## Bloc de texte
Un amour d’hiver

 

Par Pierre Malpouge

Jusqu’au bout du rêve ! New York, début du XXe siècle : tel Moïse sauvé des eaux, Peter Lake (Colin Farrell), abandonné au gré des courants de l’Hudson par ses parents irlandais refoulés des Etats-Unis, a été recueilli enfant par Pearly Soames (Russell Crowe), chef de gang boudiné comme une saucisse de Strasbourg dans un long manteau et aussi avenant qu’un calcul biliaire. Un chef de gang doublé d’un démon aux ordres de Lucifer (Will Smith), qui a fait de Peter un « monte-en-l’air » de première main, un as du fric-frac.

Alors qu’il cambriole une riche demeure, Peter tombe sous le charme de Beverly Penn (Jessica Brown Findlay), fille du richissime Isaac Penn (William Hurt).

En un clin d’œil et un « tea for two » plus loin, leurs cœurs battent à l’unisson. Entre eux, c’est l’amour, le vrai. Mais leur amour sera de courte durée. Atteinte d’une maladie incurable (la tuberculose), Beverly décède peu après leur rencontre et « rejoint » les étoiles, non sans que Peter, qui semble avoir le pouvoir de faire revenir les disparus à la vie, n’ait tout tenté pour sauver celle qu’il aime sous le regard de Willa (Mckayla Twiggs), une fillette qui croit en lui et en la légende du baiser qui sort du « sommeil » toutes les Belle au bois dormant et autres Blanche Neige.

## Données à examiner
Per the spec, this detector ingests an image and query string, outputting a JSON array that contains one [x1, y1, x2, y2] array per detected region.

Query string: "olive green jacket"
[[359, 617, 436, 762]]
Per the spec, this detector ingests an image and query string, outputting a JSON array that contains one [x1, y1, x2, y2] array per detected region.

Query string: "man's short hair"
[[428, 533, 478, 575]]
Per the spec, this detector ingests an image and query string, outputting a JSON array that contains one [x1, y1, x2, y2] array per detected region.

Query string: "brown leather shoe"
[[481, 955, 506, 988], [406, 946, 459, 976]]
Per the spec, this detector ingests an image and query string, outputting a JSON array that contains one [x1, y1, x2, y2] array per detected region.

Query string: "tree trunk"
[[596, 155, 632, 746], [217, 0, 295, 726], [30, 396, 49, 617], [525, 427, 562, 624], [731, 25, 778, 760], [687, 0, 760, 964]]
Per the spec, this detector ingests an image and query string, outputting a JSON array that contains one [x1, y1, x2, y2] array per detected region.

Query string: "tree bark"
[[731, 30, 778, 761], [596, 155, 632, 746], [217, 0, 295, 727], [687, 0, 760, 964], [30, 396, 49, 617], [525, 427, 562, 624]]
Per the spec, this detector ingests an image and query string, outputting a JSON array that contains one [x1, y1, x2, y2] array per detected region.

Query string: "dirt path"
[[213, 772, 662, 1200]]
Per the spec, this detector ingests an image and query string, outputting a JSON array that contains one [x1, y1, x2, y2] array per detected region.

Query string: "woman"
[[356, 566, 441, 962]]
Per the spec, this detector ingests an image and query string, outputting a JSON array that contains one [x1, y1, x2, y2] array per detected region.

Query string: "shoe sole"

## Consignes
a. D'après la critique du film « Un amour d'hiver », de quelle maladie Beverly Penn est-elle atteinte ?
b. Recopiez la critique du film « Un amour d'hiver » de « Jusqu’au bout du » à « as du fric-frac. ».
c. Poursuivez la critique du film « Un amour d'hiver » à partir de sa dernière phrase.

## Réponses
a. La tuberculose.

b.
Jusqu’au bout du rêve ! New York, début du XXe siècle : tel Moïse sauvé des eaux, Peter Lake (Colin Farrell), abandonné au gré des courants de l’Hudson par ses parents irlandais refoulés des Etats-Unis, a été recueilli enfant par Pearly Soames (Russell Crowe), chef de gang boudiné comme une saucisse de Strasbourg dans un long manteau et aussi avenant qu’un calcul biliaire. Un chef de gang doublé d’un démon aux ordres de Lucifer (Will Smith), qui a fait de Peter un « monte-en-l’air » de première main, un as du fric-frac.

c.
Pour Peter, le cœur vitriolé et comme en carême, la vie semble s’arrêter là. D’autant plus abattu que, pourchassé par Pearly Soames qui voudrait ramener son ouaille du côté des Ténèbres, Peter est jeté par ce dernier d’un pont enjambant l’Hudson et s’enfonce dans les eaux froides du fleuve. Mort à tout jamais ? Les années passent…

New York, de nos jours : dans les rues de la « Grosse Pomme », un homme erre comme une âme en peine, à la recherche de son passé et d’une jeune fille rousse dont il dessine inlassablement le visage à la craie sur le trottoir. L’homme n’est autre que… Peter Lake. En fait, un immortel qui, tel le John McLeod d’Highlander, a traversé le temps. Un ange lumineux dont le destin est lié à son amour perdu et aux personnes qu’il rencontre, notamment à Virginia (Jennifer Connely), rédactrice d’un magazine de mode appartenant à une vieille dame prénommée… Willa (Eva Marie Saint, la « blonde hitchcockienne » de La mort aux trousses), dont la fillette, Abby (Ripley Sobo), est atteinte d’une maladie incurable. Une situation qui replonge Peter dans son passé et qui n’est pas du goût de ce furoncle de Pearly Soames qui croyait avoir vaincu à jamais le Bien…

Miracle à New York ! Du merveilleux, notamment avec les apparitions d’un cheval blanc ailé magique qui, comme l’ami Ricorée, arrive toujours au bon moment pour venir en aide aux cœurs purs, des bons sentiments à la louche, un peu de suspense : une chose est sûre, cet Amour d’hiver, adapté d’un roman de Mark Helprin, a tout pour attirer les sarcasmes des critiques du genre bobo-intellos toujours prêts à encenser La vie d’Adèle ou encore L’inconnu du lac. Et pourtant…

Et pourtant, il serait dommage de passer à côté de ce film tout public signé Akiva Goldsman, scénariste oscarisé en 2002 pour Un homme d’exception. Ici, pas de scènes scabreuses ni crasseuses plus proches du cinéma porno que de la comédie romantique. Juste une histoire romantico-fantastique « à l’ancienne » avec ce qu’il faut d’émotion que certains qualifieront de gnangan, de cucul-la-praline.

Au bout du conte : une parenthèse enchantée dans un monde de brutes pour un amour de film rafraîchissant comme une prairie de trèfles forcément à quatre feuilles.